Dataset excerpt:
◇ ◇ ◇

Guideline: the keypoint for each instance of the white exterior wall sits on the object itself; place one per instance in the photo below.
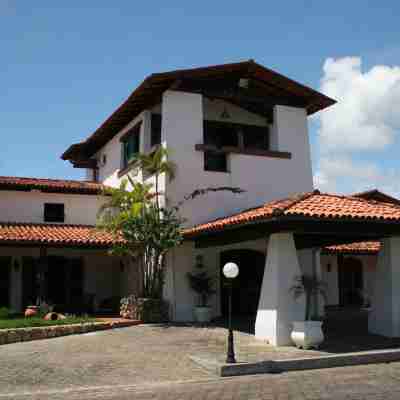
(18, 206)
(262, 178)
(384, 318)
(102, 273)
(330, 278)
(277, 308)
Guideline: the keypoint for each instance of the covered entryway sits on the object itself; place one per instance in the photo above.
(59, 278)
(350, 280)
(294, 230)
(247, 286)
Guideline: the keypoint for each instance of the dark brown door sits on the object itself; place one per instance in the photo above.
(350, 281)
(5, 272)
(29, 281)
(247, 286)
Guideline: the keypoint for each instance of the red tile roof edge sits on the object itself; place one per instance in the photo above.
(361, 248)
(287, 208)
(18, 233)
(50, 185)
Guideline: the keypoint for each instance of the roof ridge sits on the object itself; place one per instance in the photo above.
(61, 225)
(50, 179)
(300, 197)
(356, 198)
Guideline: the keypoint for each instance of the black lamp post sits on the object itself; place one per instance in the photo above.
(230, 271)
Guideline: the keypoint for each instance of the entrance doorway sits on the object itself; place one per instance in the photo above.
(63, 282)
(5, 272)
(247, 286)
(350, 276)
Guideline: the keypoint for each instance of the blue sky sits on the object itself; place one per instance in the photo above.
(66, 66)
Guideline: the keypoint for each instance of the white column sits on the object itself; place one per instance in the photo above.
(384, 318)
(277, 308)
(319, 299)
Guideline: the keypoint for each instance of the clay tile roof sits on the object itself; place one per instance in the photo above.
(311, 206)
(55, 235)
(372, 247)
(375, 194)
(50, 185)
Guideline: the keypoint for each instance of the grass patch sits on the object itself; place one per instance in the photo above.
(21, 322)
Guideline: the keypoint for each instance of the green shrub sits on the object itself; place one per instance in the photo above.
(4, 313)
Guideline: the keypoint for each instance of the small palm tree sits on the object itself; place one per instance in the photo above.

◇ ◇ ◇

AIM >> Can you change "Guideline" to "Instruction" throughout the lines above and leave everything else as it is? Omit the pictures from your answer.

TASK OUTPUT >>
Instruction: the keypoint for each instance of the white exterior wall sits on the object itself; place one per instance in the photo below.
(18, 206)
(262, 178)
(384, 318)
(102, 273)
(330, 278)
(277, 308)
Instruction: the keypoint for each instance of the covered entryway sits on the object itself; place one per instance in the photo above.
(59, 278)
(350, 280)
(294, 230)
(247, 286)
Instruction: the keypoint for each instance of the dark brown door sits on the object itself; place one per instance in the photo above.
(350, 281)
(5, 272)
(29, 281)
(247, 286)
Instruction: the keypoint for each instance of the red tile roof edge sits on the object itself; place one per instance in the photo above.
(361, 248)
(287, 208)
(18, 233)
(50, 185)
Instruction: the keypoint for each instance of the roof ridge sits on the object itself; place one per instance in the photo above.
(61, 225)
(50, 179)
(300, 197)
(356, 198)
Instruction: the keypoint for each instance of the black lamp post sits on the object itself; place one per instance in the photo above.
(230, 271)
Instruction: the keypoint for each instance of the entrance doorway sits on the object itself; place one per instance in the photo above.
(63, 282)
(5, 272)
(247, 286)
(350, 276)
Instruction: the keypoint for each instance of the blue sky sits on the object itself; place one per instance in the photo above.
(66, 66)
Instruction: the keypoint for each instance of the white column sits on the object itself; place one per instance in the photo above.
(384, 318)
(277, 308)
(319, 299)
Instruction: the keypoint for each instance of the clay tile roof sits on the object itself; place one per instance in the photo above.
(311, 206)
(55, 235)
(372, 247)
(375, 194)
(50, 185)
Instruction: the keypoint for each instance of the grass patch sits on the object itself; place one per instance in the photo above.
(21, 322)
Instruction: the keypoint for each instance of the green shrub sits on the object itself; place one per instance in the photo above.
(4, 313)
Instruction: the keypoint for each instance of the small palm tree sits on the object itself; place one per instance in the photo above.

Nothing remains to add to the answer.